(Extracted data)
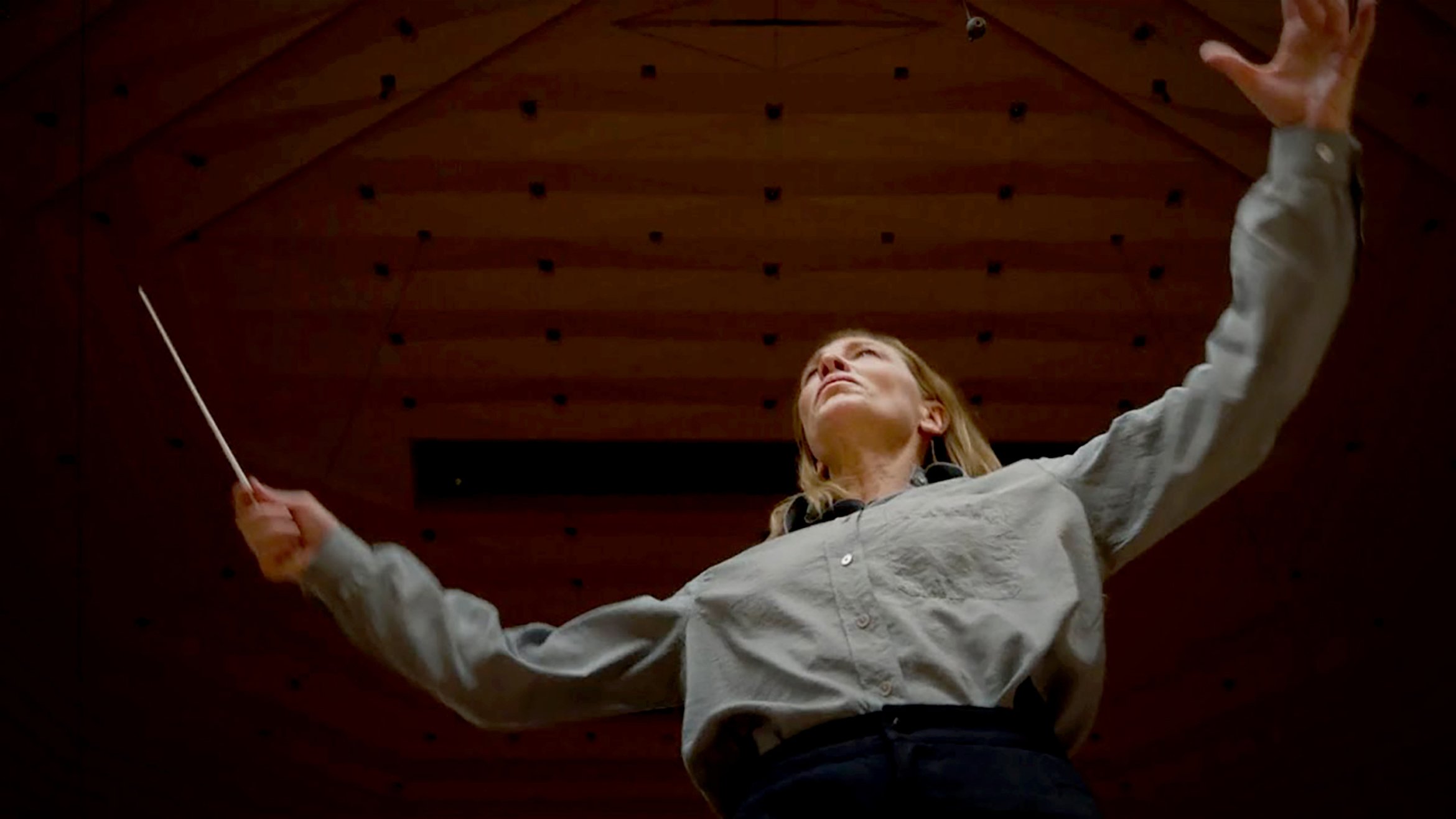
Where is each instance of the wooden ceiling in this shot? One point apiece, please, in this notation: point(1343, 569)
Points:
point(551, 222)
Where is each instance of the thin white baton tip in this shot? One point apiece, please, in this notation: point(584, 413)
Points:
point(206, 414)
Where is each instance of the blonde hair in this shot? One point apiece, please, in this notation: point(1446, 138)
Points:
point(963, 442)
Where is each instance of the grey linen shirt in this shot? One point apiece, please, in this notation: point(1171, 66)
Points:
point(948, 592)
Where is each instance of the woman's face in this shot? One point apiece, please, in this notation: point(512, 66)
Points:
point(858, 393)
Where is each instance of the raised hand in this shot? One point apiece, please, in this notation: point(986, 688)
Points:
point(1311, 80)
point(283, 528)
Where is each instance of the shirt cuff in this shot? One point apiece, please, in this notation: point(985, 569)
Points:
point(337, 564)
point(1312, 154)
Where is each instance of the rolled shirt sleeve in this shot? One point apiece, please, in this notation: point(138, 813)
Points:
point(1294, 253)
point(615, 659)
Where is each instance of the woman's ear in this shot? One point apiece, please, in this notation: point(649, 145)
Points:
point(934, 419)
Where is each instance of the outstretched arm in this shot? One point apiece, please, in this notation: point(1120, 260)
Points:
point(1294, 251)
point(615, 659)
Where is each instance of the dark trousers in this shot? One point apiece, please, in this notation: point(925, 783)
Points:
point(921, 761)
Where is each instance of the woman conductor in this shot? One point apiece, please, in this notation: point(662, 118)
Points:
point(922, 633)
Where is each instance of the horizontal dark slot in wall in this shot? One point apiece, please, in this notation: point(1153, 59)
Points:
point(462, 470)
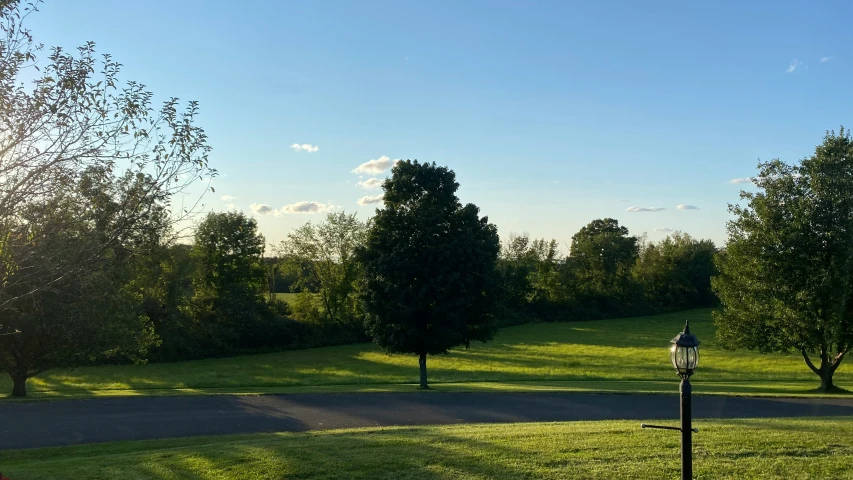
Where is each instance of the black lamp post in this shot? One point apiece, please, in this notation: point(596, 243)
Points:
point(685, 357)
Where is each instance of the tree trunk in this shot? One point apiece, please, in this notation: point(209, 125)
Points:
point(19, 385)
point(422, 363)
point(827, 368)
point(826, 382)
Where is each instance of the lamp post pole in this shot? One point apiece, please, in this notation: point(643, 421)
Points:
point(686, 430)
point(685, 357)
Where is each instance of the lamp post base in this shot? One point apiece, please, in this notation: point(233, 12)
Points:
point(686, 430)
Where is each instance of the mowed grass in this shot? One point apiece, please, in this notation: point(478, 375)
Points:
point(624, 355)
point(737, 449)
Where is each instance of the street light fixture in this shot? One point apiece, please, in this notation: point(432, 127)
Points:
point(684, 355)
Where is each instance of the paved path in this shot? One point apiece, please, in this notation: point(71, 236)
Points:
point(68, 422)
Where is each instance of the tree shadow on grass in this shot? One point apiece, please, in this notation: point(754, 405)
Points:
point(362, 455)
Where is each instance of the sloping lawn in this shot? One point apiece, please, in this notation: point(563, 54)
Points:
point(607, 355)
point(736, 449)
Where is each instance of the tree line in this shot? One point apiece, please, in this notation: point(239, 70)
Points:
point(96, 192)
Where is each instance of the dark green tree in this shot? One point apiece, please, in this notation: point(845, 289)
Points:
point(601, 257)
point(230, 280)
point(429, 266)
point(676, 272)
point(81, 316)
point(786, 279)
point(89, 166)
point(327, 250)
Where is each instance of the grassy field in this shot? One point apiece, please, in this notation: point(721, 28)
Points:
point(737, 449)
point(625, 355)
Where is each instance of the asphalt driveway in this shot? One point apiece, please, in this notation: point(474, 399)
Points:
point(70, 422)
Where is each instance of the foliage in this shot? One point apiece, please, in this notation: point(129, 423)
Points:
point(676, 272)
point(785, 281)
point(72, 117)
point(229, 282)
point(323, 256)
point(429, 266)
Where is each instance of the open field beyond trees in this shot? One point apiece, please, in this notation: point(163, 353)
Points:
point(624, 355)
point(743, 449)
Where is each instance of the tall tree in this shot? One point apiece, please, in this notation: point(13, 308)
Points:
point(602, 255)
point(83, 316)
point(71, 116)
point(786, 279)
point(327, 250)
point(429, 266)
point(230, 280)
point(676, 272)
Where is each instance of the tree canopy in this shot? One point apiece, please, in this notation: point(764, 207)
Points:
point(785, 280)
point(429, 266)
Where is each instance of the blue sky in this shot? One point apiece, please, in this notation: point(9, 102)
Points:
point(551, 113)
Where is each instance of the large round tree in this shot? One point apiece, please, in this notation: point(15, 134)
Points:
point(429, 266)
point(786, 279)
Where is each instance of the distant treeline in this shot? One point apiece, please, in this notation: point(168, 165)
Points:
point(217, 296)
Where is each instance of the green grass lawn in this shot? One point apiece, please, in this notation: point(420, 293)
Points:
point(625, 355)
point(737, 449)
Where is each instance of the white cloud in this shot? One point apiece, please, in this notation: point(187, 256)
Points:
point(370, 200)
point(370, 183)
point(261, 209)
point(740, 180)
point(307, 207)
point(644, 209)
point(305, 147)
point(793, 65)
point(378, 165)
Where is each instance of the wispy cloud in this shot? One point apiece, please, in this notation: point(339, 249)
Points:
point(370, 183)
point(375, 166)
point(644, 209)
point(261, 209)
point(305, 147)
point(307, 207)
point(370, 200)
point(793, 65)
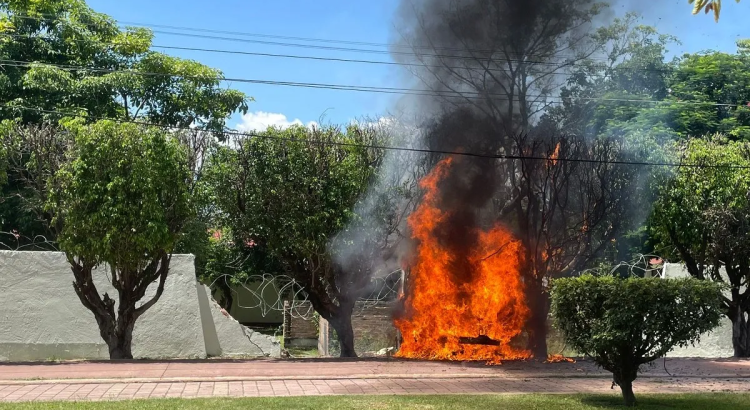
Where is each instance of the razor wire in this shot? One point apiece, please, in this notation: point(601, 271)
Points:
point(14, 241)
point(268, 293)
point(641, 266)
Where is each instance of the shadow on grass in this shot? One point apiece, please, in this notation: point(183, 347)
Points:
point(670, 401)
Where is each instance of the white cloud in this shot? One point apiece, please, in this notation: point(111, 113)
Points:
point(260, 121)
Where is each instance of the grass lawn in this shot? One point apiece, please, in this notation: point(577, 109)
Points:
point(480, 402)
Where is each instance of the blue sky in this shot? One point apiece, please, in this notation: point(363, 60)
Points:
point(351, 20)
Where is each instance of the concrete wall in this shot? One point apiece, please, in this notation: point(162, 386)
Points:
point(42, 318)
point(228, 338)
point(714, 344)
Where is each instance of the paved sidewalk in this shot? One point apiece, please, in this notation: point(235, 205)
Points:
point(255, 378)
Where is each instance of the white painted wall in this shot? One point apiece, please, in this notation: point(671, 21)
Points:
point(713, 344)
point(42, 318)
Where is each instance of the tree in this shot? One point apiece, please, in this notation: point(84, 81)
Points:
point(702, 217)
point(290, 194)
point(608, 91)
point(626, 323)
point(500, 58)
point(708, 5)
point(62, 59)
point(122, 201)
point(715, 87)
point(615, 95)
point(66, 57)
point(565, 213)
point(34, 154)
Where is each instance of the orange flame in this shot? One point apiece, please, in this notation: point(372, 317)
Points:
point(558, 358)
point(438, 311)
point(555, 155)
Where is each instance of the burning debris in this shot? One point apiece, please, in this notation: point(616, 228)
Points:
point(463, 281)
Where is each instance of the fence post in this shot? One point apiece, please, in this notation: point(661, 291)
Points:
point(323, 337)
point(401, 288)
point(287, 322)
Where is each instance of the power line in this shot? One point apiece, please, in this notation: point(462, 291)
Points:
point(343, 60)
point(385, 147)
point(358, 50)
point(126, 24)
point(371, 89)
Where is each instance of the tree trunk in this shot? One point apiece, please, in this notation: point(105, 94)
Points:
point(226, 295)
point(537, 324)
point(627, 394)
point(117, 330)
point(119, 338)
point(624, 377)
point(740, 333)
point(342, 324)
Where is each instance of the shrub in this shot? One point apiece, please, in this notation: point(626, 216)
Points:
point(625, 323)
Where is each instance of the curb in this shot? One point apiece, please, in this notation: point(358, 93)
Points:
point(352, 377)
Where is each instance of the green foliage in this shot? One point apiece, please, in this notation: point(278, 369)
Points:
point(625, 323)
point(708, 6)
point(703, 209)
point(123, 199)
point(84, 64)
point(711, 78)
point(291, 192)
point(702, 217)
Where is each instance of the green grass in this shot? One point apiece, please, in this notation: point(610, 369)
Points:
point(712, 401)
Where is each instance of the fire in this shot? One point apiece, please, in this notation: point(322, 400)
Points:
point(440, 314)
point(558, 358)
point(555, 155)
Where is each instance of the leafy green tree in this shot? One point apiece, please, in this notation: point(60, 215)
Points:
point(73, 59)
point(708, 6)
point(123, 202)
point(716, 88)
point(702, 218)
point(609, 89)
point(626, 323)
point(62, 59)
point(290, 195)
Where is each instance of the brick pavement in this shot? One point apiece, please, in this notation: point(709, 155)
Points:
point(264, 378)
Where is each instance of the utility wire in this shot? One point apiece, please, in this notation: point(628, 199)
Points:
point(560, 64)
point(126, 24)
point(384, 147)
point(371, 89)
point(345, 60)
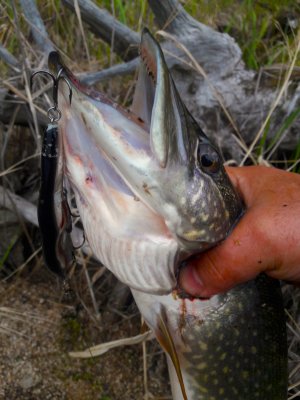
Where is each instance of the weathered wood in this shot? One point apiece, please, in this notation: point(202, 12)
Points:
point(218, 53)
point(125, 41)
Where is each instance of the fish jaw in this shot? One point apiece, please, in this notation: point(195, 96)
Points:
point(186, 201)
point(124, 233)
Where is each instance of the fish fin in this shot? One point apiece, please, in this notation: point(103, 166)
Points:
point(164, 337)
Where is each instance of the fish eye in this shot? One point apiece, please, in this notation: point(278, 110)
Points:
point(209, 159)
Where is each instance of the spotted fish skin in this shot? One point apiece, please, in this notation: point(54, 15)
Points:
point(231, 347)
point(151, 191)
point(239, 351)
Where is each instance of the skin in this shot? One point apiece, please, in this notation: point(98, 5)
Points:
point(266, 239)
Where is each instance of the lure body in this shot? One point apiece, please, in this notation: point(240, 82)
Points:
point(151, 191)
point(53, 211)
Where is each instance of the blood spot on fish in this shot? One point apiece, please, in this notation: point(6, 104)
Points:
point(146, 188)
point(83, 120)
point(89, 179)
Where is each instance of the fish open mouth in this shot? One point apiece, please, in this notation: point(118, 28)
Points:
point(135, 174)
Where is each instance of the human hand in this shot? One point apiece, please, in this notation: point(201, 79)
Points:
point(266, 239)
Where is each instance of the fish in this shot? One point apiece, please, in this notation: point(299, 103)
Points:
point(152, 191)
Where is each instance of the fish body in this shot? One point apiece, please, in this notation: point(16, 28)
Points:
point(151, 191)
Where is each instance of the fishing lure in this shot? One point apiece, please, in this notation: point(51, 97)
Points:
point(54, 214)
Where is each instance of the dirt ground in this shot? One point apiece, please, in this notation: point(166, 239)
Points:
point(37, 331)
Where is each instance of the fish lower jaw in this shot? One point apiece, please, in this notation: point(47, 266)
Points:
point(143, 264)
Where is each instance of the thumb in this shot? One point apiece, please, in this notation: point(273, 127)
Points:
point(238, 259)
point(242, 256)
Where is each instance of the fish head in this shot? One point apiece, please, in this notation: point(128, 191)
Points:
point(150, 186)
point(196, 197)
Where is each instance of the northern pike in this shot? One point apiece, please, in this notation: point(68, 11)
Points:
point(152, 191)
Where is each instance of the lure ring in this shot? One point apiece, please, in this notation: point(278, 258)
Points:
point(54, 113)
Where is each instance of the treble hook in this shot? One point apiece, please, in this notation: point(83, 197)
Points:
point(54, 113)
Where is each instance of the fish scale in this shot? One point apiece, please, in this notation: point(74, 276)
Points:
point(152, 194)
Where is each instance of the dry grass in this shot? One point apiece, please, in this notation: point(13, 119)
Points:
point(85, 52)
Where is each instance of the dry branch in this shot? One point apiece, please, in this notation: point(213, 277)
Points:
point(8, 105)
point(218, 53)
point(124, 41)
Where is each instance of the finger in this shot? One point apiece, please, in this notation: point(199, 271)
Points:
point(242, 256)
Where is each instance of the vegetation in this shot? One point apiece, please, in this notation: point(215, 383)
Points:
point(268, 33)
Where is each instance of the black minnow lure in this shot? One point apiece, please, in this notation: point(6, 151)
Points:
point(46, 208)
point(55, 222)
point(230, 347)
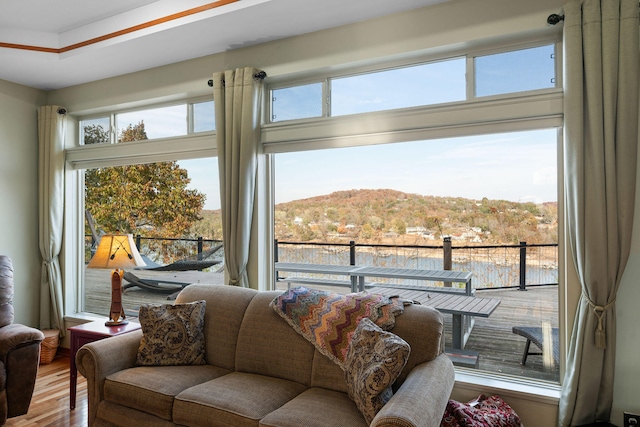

(Task details)
Copy word for word everything from the start of the records down to the line containing "point(1312, 154)", including both ends. Leave the pictures out.

(Response)
Where is each instance of the wooden ceiling in this shot? One point apiece, please, in this notation: point(1343, 569)
Points:
point(551, 222)
Where is each instance of the thin white baton tip in this shot? One point apiece, please, in this notation: point(584, 413)
Points:
point(206, 414)
Where is each instance of the blonde hair in this shot? One point apiece, please, in this notation: point(1446, 138)
Points:
point(963, 442)
Where is each instance of the grey linen shirt in this shot? One point apiece, please, in this notation: point(1171, 66)
Points:
point(948, 592)
Where is each instance of the woman's face in this shot? One point apiece, please, in this notation: point(512, 66)
Points:
point(858, 393)
Where is each instance of the raised hand in this shot? One point apiece, please, in this notation: point(986, 688)
Points:
point(1311, 80)
point(283, 528)
Where is each instance of the shirt cuff in this shot? One point apiece, please, in this notation: point(985, 569)
Points:
point(337, 564)
point(1312, 154)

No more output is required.